Extrait du texte »
○ ○ ○ ○

Par un jugement n° 2001919 du 28 juin 2022, le tribunal administratif de Grenoble a déchargé l'EURL ...

Vu la procédure suivante :

Procédure contentieuse antérieure

L'EURL Domaine de Bens a demandé au tribunal administratif de Grenoble de prononcer la décharge des rappels de taxe sur la valeur ajoutée qui lui ont été réclamés au titre de la période du 16 avril 2015 au 31 mars 2018, des cotisations supplémentaires d'impôt sur les sociétés, de la contribution à l'audiovisuel public à laquelle elle a été assujettie au titre des années 2016 et 2017, des intérêts de retard, de la majoration de 10 % et d'amendes de 150 euros.

Par un jugement n° 2001919 du 28 juin 2022, le tribunal administratif de Grenoble a déchargé l'EURL Domaine de Bens des droits de taxe sur la valeur ajoutée à concurrence d'un montant de 750 euros (article 1er) et a rejeté le surplus de la demande (article 2).

Procédure devant la cour

Par une requête et un mémoire, enregistrés les 11 août 2022 et 15 septembre 2023, l'EURL Domaine de Bens, représentée par Me Pignier, demande à la cour :

1°) de réformer ce jugement en ce qu'il a rejeté le surplus de sa demande ;

2°) de prononcer la décharge de ces impositions auxquelles elle demeure assujettie ;

3°) de mettre à la charge de l'Etat les dépens et une somme de 2 400 euros au titre de l'article L. 761-1 du code de justice administrative.

○ ○ ○ ○

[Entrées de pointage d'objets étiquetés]
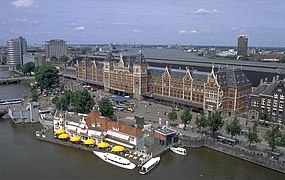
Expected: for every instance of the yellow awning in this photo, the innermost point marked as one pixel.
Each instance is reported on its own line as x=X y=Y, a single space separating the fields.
x=89 y=142
x=63 y=136
x=59 y=131
x=117 y=149
x=103 y=145
x=75 y=139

○ ○ ○ ○

Exercice écrit 1 » D'après l'extrait, de quelles impositions et pénalités l'EURL Domaine de Bens a-t-elle demandé la décharge au tribunal administratif de Grenoble ? Donnez-les toutes.
Exercice écrit 2 » Dans l'extrait, à hauteur de quel montant le tribunal administratif de Grenoble a-t-il déchargé l'EURL Domaine de Bens des droits de taxe sur la valeur ajoutée ?
Exercice écrit 3 » Recopiez sans rien changer le passage de l'extrait allant de « Procédure contentieuse antérieure » jusqu'à « demande (article 2). ».

Réponse complète 1 »
- les rappels de taxe sur la valeur ajoutée pour la période du 16 avril 2015 au 31 mars 2018
- les cotisations supplémentaires d'impôt sur les sociétés
- la contribution à l'audiovisuel public pour les années 2016 et 2017
- les intérêts de retard
- la majoration de 10 %
- les amendes de 150 euros

Réponse complète 2 » 750 euros.

Réponse complète 3 »
Procédure contentieuse antérieure

L'EURL Domaine de Bens a demandé au tribunal administratif de Grenoble de prononcer la décharge des rappels de taxe sur la valeur ajoutée qui lui ont été réclamés au titre de la période du 16 avril 2015 au 31 mars 2018, des cotisations supplémentaires d'impôt sur les sociétés, de la contribution à l'audiovisuel public à laquelle elle a été assujettie au titre des années 2016 et 2017, des intérêts de retard, de la majoration de 10 % et d'amendes de 150 euros.

Par un jugement n° 2001919 du 28 juin 2022, le tribunal administratif de Grenoble a déchargé l'EURL Domaine de Bens des droits de taxe sur la valeur ajoutée à concurrence d'un montant de 750 euros (article 1er) et a rejeté le surplus de la demande (article 2).